> **GIVEN EXERCISE 1**
Answer the following questions using the log saw machine passage.
(a) How many grinding wheels does the cutting head comprise?
(b) In preferred embodiments, what drives the grinding wheels into rotation?
(c) To what plane are the two planes containing the grinding wheels' rotation axes approximately parallel?
> **GIVEN EXERCISE 2**
Extract the part of the log saw machine passage from "In some embodiments, the" up to and including "of the disc-shaped cutting blade.", copying it word for word.
> **GIVEN EXERCISE 3**
Decide whether each statement agrees with the log saw machine passage, and support each yes or no with the deciding words from the passage, quoted exactly.
(a) The disc-shaped cutting blade has a cyclical movement for cutting the logs.
(b) In the contact area, each grinding wheel has a velocity directed towards the outside of the cutting edge.
(c) In some embodiments, the grinding wheels are motorized.

··· DOCUMENT EXTRACT

According to a first aspect, a log saw machine is provided, comprising a feeding path for the logs to be cut and a cutting head arranged along the feeding path. The cutting head comprises a disc-shaped cutting blade rotating around a rotation axis and provided with a cyclical movement for cutting the logs. The cutting head also comprises two grinding wheels, which are arranged and configured to grind two sides of a cutting edge of the disc-shaped cutting blade, and each of which rotates around its rotation axis. The grinding wheels are so arranged, with respect to the disc-shaped cutting blade, that, in a contact area between each grinding wheel and the disc-shaped cutting blade, the grinding wheel has a velocity directed towards the inside of the cutting edge. In other words, the contact area between the grinding wheel and the respective side of the cutting edge has a velocity represented by a vector directed towards the inside of the cutting edge instead of towards the outside thereof. If this relative motion condition occurs for both the grinding wheels, a more regular grinding is provided, as well as a better cutting quality.

According to some embodiments, the grinding wheels may be motorized. In preferred embodiments, the grinding wheels are supported idle and driven into rotation by friction with the disc-shaped cutting blade thanks to the torque generated on the grinding wheels by the friction between these latter and the disc-shaped cutting blade.

In some embodiments, the grinding wheels are so arranged, with respect to the disc-shaped cutting blade, that the contact areas between the grinding wheels and the disc-shaped cutting blade are arranged between two approximately parallel planes, each of which contains the rotation axis of one of the grinding wheels. The planes are approximately parallel to a plane containing the rotation axis of the disc-shaped cutting blade.

······
··· DATA EXTRACT

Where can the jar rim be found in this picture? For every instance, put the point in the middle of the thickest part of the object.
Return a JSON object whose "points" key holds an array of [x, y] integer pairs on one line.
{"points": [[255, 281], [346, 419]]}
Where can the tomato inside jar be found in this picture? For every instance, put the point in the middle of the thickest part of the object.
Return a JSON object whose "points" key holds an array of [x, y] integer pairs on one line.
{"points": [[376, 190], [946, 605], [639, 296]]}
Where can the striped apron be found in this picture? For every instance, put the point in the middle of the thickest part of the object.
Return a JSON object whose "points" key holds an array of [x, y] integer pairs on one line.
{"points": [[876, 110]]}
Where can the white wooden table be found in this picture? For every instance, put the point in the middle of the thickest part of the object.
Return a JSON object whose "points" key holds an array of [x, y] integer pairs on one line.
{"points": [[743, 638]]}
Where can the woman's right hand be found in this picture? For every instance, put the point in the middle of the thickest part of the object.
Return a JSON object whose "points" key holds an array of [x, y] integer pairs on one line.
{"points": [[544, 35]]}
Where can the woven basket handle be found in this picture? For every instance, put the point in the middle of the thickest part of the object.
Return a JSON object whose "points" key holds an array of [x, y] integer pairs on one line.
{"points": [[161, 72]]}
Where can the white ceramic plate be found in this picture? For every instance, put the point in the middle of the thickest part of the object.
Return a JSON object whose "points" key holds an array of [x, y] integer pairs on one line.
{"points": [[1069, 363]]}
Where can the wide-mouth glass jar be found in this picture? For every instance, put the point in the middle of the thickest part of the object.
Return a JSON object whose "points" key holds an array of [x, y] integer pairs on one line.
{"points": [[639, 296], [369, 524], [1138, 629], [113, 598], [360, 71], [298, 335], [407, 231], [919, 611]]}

······

> **EXERCISE RESPONSE 1**
(a) Two.
(b) Friction with the disc-shaped cutting blade.
(c) A plane containing the rotation axis of the disc-shaped cutting blade.

> **EXERCISE RESPONSE 2**
In some embodiments, the grinding wheels are so arranged, with respect to the disc-shaped cutting blade, that the contact areas between the grinding wheels and the disc-shaped cutting blade are arranged between two approximately parallel planes, each of which contains the rotation axis of one of the grinding wheels. The planes are approximately parallel to a plane containing the rotation axis of the disc-shaped cutting blade.

> **EXERCISE RESPONSE 3**
(a) Yes: "provided with a cyclical movement for cutting the logs"
(b) No: "the grinding wheel has a velocity directed towards the inside of the cutting edge"
(c) Yes: "According to some embodiments, the grinding wheels may be motorized."